Start of Block

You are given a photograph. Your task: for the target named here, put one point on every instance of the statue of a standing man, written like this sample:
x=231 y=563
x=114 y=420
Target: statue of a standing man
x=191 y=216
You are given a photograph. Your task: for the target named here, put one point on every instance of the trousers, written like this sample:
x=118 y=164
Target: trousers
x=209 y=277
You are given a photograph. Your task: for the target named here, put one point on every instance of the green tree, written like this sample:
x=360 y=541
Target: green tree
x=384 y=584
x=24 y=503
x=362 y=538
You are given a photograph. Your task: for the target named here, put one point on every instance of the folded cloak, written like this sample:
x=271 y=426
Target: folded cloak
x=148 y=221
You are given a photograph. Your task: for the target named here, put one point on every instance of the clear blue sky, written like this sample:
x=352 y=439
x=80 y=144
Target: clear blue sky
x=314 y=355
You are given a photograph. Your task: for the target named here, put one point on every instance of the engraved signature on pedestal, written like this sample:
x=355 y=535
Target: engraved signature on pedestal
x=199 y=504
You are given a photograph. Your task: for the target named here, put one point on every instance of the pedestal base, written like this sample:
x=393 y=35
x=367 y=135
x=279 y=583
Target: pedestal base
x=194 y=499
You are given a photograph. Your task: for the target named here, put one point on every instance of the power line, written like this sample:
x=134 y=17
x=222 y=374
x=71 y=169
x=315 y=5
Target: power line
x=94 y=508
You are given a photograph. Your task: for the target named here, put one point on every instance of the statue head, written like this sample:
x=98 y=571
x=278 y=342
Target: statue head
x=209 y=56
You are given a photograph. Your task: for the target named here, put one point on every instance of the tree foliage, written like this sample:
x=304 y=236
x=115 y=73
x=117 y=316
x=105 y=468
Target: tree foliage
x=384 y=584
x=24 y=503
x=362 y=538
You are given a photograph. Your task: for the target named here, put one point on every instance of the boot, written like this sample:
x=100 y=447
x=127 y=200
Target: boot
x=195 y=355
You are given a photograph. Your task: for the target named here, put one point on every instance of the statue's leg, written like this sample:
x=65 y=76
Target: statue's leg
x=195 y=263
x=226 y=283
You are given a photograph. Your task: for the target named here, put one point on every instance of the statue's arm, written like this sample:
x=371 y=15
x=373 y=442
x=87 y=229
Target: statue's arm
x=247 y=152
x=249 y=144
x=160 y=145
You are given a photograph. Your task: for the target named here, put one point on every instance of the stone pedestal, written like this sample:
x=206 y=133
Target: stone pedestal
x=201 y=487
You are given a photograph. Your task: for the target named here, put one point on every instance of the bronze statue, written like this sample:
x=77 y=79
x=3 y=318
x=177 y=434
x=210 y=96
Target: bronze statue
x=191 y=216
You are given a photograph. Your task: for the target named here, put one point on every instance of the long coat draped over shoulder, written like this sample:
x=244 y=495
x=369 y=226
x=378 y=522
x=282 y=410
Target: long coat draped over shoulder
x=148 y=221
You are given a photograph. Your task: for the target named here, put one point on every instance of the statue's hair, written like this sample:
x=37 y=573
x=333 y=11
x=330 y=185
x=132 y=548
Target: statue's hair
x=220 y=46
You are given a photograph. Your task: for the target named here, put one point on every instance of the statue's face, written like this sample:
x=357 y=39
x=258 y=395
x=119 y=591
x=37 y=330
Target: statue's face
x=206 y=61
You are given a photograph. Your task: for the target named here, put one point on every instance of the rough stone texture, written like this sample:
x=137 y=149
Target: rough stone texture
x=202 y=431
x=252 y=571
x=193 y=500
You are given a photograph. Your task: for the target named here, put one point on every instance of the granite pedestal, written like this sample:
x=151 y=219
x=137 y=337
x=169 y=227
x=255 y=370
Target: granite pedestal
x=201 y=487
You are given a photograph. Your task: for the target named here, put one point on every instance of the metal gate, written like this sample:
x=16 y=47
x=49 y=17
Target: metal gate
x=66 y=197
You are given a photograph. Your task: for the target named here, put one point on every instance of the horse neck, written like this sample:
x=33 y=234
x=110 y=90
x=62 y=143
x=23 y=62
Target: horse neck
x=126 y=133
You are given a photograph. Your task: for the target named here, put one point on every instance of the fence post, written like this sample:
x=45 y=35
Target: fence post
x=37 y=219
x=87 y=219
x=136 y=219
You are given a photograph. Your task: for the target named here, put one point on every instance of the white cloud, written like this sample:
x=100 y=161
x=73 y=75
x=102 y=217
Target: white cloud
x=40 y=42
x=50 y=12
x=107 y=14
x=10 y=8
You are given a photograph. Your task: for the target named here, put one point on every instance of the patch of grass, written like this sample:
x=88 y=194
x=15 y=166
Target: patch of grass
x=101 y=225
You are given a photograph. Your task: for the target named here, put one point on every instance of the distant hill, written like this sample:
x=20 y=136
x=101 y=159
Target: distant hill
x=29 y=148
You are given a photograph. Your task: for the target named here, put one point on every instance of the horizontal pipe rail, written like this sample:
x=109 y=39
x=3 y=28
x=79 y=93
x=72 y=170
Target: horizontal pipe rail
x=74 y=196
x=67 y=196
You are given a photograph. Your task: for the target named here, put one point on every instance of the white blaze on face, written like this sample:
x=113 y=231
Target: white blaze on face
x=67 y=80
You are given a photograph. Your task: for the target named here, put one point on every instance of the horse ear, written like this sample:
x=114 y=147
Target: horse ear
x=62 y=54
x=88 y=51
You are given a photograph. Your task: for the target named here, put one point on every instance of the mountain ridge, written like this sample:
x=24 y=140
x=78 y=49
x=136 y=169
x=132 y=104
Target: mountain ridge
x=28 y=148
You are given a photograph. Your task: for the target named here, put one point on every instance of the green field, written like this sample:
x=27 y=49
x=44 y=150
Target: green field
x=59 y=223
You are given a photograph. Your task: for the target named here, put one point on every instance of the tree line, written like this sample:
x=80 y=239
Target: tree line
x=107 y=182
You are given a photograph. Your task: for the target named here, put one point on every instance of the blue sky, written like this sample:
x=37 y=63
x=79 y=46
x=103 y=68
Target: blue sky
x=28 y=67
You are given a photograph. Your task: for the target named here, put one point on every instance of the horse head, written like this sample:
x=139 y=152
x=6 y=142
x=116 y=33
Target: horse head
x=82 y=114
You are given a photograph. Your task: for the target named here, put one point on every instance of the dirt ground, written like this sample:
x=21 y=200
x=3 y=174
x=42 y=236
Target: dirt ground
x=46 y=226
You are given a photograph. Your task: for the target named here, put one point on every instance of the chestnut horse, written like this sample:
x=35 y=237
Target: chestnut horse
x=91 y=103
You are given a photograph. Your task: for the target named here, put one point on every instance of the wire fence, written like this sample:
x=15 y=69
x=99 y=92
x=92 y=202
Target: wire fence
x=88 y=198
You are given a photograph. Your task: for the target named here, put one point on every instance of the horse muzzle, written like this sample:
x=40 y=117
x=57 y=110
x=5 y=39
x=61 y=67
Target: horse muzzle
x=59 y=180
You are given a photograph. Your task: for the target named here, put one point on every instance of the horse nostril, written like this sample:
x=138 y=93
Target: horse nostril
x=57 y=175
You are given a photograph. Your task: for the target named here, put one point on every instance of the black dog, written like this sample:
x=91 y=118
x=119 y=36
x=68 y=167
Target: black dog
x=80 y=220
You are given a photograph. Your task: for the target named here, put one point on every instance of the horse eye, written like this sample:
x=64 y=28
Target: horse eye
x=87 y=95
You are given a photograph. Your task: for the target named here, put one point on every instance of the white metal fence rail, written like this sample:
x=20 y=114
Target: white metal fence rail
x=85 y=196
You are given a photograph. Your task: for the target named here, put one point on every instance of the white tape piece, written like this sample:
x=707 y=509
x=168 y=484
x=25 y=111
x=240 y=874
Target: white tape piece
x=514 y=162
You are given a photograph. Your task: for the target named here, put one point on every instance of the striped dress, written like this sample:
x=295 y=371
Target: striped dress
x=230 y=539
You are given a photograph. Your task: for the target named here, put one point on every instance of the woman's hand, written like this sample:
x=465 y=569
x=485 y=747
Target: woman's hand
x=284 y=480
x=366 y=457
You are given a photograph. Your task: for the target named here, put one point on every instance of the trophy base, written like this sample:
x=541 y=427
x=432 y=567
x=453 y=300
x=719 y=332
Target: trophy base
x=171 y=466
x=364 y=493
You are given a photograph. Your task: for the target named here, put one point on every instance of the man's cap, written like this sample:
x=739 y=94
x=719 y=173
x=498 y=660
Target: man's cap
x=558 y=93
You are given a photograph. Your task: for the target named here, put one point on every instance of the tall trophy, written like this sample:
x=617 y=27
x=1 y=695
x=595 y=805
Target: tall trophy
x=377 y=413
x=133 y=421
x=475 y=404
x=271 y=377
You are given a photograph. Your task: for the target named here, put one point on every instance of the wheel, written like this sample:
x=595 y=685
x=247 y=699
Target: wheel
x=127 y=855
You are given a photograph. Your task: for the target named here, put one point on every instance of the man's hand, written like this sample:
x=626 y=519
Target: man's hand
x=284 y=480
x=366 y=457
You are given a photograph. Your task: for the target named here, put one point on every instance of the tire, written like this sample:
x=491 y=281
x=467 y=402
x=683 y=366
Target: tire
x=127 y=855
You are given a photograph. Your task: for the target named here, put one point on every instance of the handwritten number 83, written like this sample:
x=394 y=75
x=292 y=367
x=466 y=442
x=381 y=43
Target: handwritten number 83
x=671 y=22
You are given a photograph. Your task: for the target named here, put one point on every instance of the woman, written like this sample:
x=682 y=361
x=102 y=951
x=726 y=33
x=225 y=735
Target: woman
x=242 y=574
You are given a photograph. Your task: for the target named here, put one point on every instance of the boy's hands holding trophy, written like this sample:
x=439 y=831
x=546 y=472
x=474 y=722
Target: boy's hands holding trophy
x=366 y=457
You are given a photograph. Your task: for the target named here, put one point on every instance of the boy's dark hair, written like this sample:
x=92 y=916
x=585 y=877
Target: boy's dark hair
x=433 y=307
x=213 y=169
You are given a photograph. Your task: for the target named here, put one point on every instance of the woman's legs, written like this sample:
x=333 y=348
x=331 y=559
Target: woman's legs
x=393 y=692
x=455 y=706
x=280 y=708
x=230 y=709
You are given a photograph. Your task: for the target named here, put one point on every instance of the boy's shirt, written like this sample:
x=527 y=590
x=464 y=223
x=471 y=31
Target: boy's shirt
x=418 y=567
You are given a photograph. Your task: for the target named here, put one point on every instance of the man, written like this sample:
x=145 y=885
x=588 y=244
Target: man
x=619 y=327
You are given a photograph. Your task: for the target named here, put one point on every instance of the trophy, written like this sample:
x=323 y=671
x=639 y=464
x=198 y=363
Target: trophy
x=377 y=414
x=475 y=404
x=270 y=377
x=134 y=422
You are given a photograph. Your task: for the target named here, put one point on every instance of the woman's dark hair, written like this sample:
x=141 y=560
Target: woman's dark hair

End of Block

(What is expected): Copy, exactly and only, the lines above that begin with the one containing "x=466 y=442" and finish with the one containing "x=331 y=559".

(Result below):
x=466 y=442
x=381 y=43
Target: handwritten number 83
x=671 y=22
You are given a photograph. Your task: for the target named here, put one point on every instance of the woman, written like this sample:
x=682 y=361
x=102 y=951
x=726 y=33
x=225 y=735
Target: woman
x=242 y=574
You are given a photograph. Your task: for the target named here, put one point on every instance of the boy's hands holding trophy, written like this sample:
x=439 y=831
x=546 y=472
x=474 y=722
Target: boy's hands holding trophy
x=366 y=457
You are given a photograph. Your task: for the target named here, put one point on every instance of the boy's dark hair, written like this sample:
x=92 y=916
x=585 y=877
Target: boy's dark hair
x=433 y=307
x=213 y=169
You are given a photograph. Your task: for the target named here, put one point on every instance of the woman's legs, written like this sample:
x=333 y=348
x=331 y=559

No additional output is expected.